* Task goal
Copy out every line of the data below, unchanged and in the same order.

begin Dataset content

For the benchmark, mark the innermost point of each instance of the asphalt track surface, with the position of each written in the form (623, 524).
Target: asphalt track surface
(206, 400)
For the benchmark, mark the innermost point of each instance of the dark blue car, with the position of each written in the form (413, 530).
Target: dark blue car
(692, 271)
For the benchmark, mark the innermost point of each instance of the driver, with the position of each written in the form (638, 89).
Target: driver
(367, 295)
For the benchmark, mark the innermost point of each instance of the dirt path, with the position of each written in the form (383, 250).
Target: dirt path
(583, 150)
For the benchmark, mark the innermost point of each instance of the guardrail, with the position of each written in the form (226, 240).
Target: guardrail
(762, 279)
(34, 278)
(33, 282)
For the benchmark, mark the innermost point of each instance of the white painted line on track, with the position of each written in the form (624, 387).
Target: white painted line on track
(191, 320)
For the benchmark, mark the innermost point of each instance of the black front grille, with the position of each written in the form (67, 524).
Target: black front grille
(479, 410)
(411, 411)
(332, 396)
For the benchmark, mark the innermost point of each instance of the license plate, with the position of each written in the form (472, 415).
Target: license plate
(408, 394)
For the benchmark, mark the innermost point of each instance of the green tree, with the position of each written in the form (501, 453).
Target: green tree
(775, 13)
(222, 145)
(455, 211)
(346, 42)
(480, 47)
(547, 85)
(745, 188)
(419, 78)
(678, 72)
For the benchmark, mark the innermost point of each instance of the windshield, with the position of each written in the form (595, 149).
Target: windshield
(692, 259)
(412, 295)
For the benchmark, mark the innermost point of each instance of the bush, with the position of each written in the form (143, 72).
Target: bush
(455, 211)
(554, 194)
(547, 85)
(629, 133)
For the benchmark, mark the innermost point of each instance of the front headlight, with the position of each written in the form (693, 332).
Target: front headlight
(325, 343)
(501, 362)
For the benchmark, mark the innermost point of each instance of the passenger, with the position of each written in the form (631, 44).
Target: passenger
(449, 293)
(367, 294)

end Dataset content

* Result of this exercise
For the benchmark, mark the innermost point of each instance of the asphalt track surface, with the position of each written in the form (623, 524).
Target: asphalt track surface
(206, 400)
For the benchmark, mark the innermost point of each instance of the dark blue car, with the position of each written in the form (413, 530).
Target: dark blue car
(692, 271)
For the benchmark, mark the innermost point of each instance of the driver, with the position of each written in the form (638, 89).
Target: driver
(367, 295)
For the benchmark, mark the innermost point of each instance of the dirt path, with the position of each written in the form (383, 250).
Target: dirt path
(583, 150)
For the benchmark, mark the innermost point of each instance of the guardrail, with the position of each written in the form (226, 240).
Target: guardrail
(762, 279)
(34, 278)
(33, 282)
For the benchmark, mark the innermost point of each instance of the white painted line on track, with the position of each written in the form (624, 387).
Target: white painted line on track
(191, 320)
For the benchmark, mark the innermost point of each instance of the black front grille, with the position of each written in the form (67, 524).
Target: black front grille
(479, 410)
(411, 411)
(332, 396)
For the benchmark, mark the innermost point of each instance of the license plate, with the position of each written in the form (472, 415).
Target: license plate
(408, 394)
For the benchmark, mark the innermost point of each instance of the green tree, with the position of each written in the form (501, 453).
Target: green tree
(775, 13)
(222, 145)
(455, 211)
(346, 42)
(480, 47)
(547, 85)
(745, 188)
(419, 78)
(678, 72)
For the benchmark, mark the innermost point of each instance of the windshield, with the position of each written in the form (595, 149).
Target: windshield
(692, 259)
(412, 295)
For the benchmark, mark the innermost point of each instance of the bush, with the position of each written in the form (143, 72).
Target: bush
(455, 211)
(554, 194)
(547, 85)
(629, 133)
For the benchmark, mark the innermost point of each instance of the front headlight, with the position of each written in the form (693, 332).
Target: front headlight
(325, 343)
(501, 362)
For the benchmark, mark the innermost point of each instance of the passenger, with the position of each written in the form (631, 44).
Target: passenger
(449, 293)
(367, 294)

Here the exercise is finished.